Start of Data

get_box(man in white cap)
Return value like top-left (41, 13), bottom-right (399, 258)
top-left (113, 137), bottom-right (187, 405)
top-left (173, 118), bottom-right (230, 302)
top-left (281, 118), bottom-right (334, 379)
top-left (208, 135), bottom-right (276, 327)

End of Data

Repeat the listing above exactly. Add nothing.

get_box(man in white cap)
Return value like top-left (41, 13), bottom-right (399, 258)
top-left (113, 137), bottom-right (187, 405)
top-left (173, 118), bottom-right (230, 302)
top-left (281, 118), bottom-right (334, 379)
top-left (208, 135), bottom-right (276, 327)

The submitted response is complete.